> [Tugas 1] Tulis ulang bagian catatan yang dimulai dengan baris berisi "target | sky" dan berakhir pada baris terakhir catatan (kedua ujung ikut), termasuk permintaannya. Skalakan setiap koordinat titik pada jawaban dengan faktor 1,2, lalu bulatkan ke bilangan bulat terdekat, dengan nilai setengah dibulatkan ke atas.

Pada hari Kiamat akan diberikan
pertolongan (syafa’at) kepada tiga golongan: para nabi, ulama, dan syuhada’
(orang-orang yang mati syahid).
وَاللهُ بِمَا تَعْمَلُونَ خَبِيرُُ
Allah maha mengetahui siapa saja di
antara hamba-hamba-Nya yang berhak mendapat keutamaan dan kemuliaan berupa
derajat dan kedudukan yang lebih tinggi; dan siapa saja yang berhak memperoleh
pahala dari sisi-Nya. Tentu saja, setiap orang beriman yang taat menjalankan
perintah Allah dan Rasul-Nya dan menunaikan kewajiban menuntut ilmu akan
diberikan keistimewaan baik di dunia maupun di akhirat. Di dunia diberikan
kemudahan jalan hidup dan di akhirat dilempangkan jalan ke surga.[5]
V.
Munasabah
al-Ayat bi al-Ayat
قَالُوا سُبْحَانَكَ لاَ عِلْمَ لَنَآ إِلاَّ
مَا عَلَّمْتَنَا إِنَّكَ أَنتَ الْعَلِيمُ الْحَكِيمُ
Mereka berkata: Maha sempurna
Engkau ya Allah, tidak ilmu bagi kami kecuali apa saja yang telah Engkau
ajarkan kepada kami, sesungguhnya Engkau maha mengetahui dan maha bijak (al-Baqarah/2: 32).

> [Data tersimpan]
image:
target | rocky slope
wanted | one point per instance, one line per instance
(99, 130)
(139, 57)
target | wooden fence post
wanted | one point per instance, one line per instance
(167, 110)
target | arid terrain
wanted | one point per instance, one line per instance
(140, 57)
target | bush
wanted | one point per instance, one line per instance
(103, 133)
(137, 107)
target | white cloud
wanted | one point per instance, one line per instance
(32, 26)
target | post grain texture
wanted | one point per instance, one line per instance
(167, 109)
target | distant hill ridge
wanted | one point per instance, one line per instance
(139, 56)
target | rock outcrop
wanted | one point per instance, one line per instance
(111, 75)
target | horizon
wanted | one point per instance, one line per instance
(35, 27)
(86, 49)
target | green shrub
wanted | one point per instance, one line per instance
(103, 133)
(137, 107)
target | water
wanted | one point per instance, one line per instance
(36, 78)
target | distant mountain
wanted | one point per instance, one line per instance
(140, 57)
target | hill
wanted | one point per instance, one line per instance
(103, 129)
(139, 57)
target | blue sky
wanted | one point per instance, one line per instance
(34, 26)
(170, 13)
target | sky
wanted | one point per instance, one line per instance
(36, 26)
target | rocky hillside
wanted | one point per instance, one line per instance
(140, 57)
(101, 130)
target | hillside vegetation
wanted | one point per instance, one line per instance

> [Tugas 2] Dalam teks tentang keutamaan orang berilmu, golongan apa saja yang akan diberi pertolongan (syafa’at) pada hari Kiamat? Sebutkan semuanya.

> [Jawaban tertulis 1]
target | sky
wanted | one point per instance, one line per instance
(43, 31)
target | rocky hillside
wanted | one point per instance, one line per instance
(168, 68)
(121, 156)
target | hillside vegetation
wanted | one point per instance, one line per instance

> [Jawaban tertulis 2] Para nabi, ulama, dan syuhada’ (orang-orang yang mati syahid).